(begin)

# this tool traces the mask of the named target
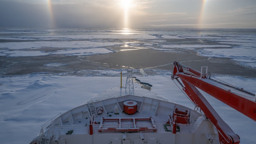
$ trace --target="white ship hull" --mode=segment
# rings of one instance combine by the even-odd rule
[[[136,103],[135,113],[127,114],[135,108],[125,107],[128,100]],[[188,112],[187,123],[177,120],[177,127],[175,108]],[[58,115],[30,144],[220,143],[213,125],[199,111],[141,88],[116,87]]]

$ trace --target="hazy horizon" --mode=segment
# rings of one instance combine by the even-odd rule
[[[1,0],[0,28],[256,28],[252,0]]]

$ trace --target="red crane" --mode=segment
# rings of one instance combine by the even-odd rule
[[[183,68],[186,71],[183,71]],[[200,72],[174,61],[172,79],[178,82],[195,105],[200,108],[206,117],[214,125],[221,144],[238,144],[240,142],[240,138],[197,88],[256,121],[255,95],[242,88],[211,78],[208,67],[202,67]]]

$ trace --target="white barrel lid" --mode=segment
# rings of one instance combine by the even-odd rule
[[[133,100],[127,100],[124,102],[124,105],[126,106],[132,107],[137,105],[137,102]]]

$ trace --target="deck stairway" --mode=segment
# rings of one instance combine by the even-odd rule
[[[88,107],[89,107],[89,110],[91,116],[94,115],[96,116],[97,115],[97,111],[96,110],[96,108],[95,107],[95,104],[94,102],[92,100],[90,100],[88,101],[87,102]]]
[[[152,99],[151,102],[151,106],[150,107],[150,111],[155,112],[155,115],[156,113],[157,107],[159,104],[159,100]]]

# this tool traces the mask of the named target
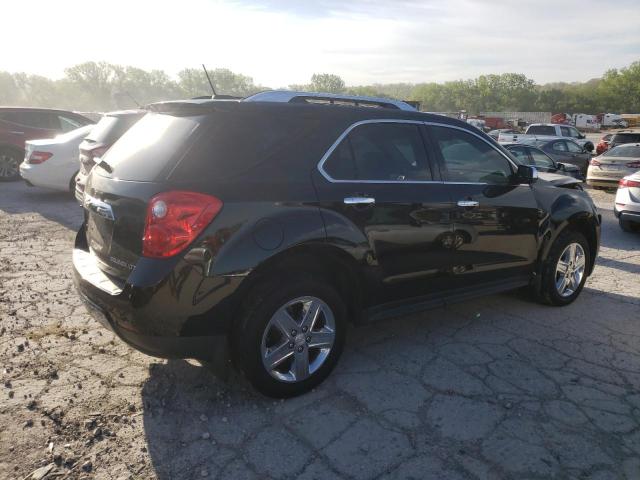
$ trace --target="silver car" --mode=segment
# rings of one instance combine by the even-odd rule
[[[625,143],[591,159],[587,184],[595,188],[615,188],[618,181],[640,170],[640,143]]]
[[[613,213],[625,232],[640,231],[640,172],[618,183]]]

(end)

# Stated task:
Output the data above without changes, apart from leaving out the pictures.

# Task solution:
# this tool traces the mask of the named target
$ trace --target="white ship hull" --mode=segment
# rings of one instance combine by the even-odd rule
[[[136,103],[135,113],[127,114],[135,108],[125,107],[128,100]],[[188,112],[187,123],[177,120],[177,127],[175,108]],[[58,115],[30,144],[220,143],[213,125],[199,111],[141,88],[116,87]]]

$ trace --target="hazy horizon" --mode=segment
# rings of one instance combine by the even-odd rule
[[[1,0],[0,28],[256,28],[252,0]]]

$ trace --target="red crane" --mode=segment
# rings of one instance combine by the even-odd rule
[[[183,68],[186,71],[183,71]],[[200,72],[174,61],[172,79],[178,82],[195,105],[200,108],[206,117],[214,125],[221,144],[238,144],[240,142],[240,138],[197,88],[256,121],[255,95],[242,88],[211,78],[208,67],[202,67]]]

$ trace --target="white barrel lid" --mode=segment
# rings of one instance combine by the even-odd rule
[[[133,100],[127,100],[124,102],[124,105],[126,106],[132,107],[137,105],[137,102]]]

$ trace --target="deck stairway" --mode=segment
# rings of one instance combine by the even-odd rule
[[[88,107],[89,107],[89,110],[91,116],[94,115],[96,116],[97,115],[97,111],[96,110],[96,108],[95,107],[95,104],[94,102],[92,100],[90,100],[88,101],[87,102]]]
[[[152,99],[151,102],[151,106],[150,107],[150,111],[155,112],[155,115],[156,113],[157,107],[159,104],[159,100]]]

# this tool traces the mask of the named target
$ trace --target="silver car" --mode=segment
# rings of one instance combine by the even-odd rule
[[[625,143],[591,159],[587,184],[595,188],[615,188],[618,181],[640,170],[640,143]]]
[[[613,213],[625,232],[640,231],[640,172],[618,183]]]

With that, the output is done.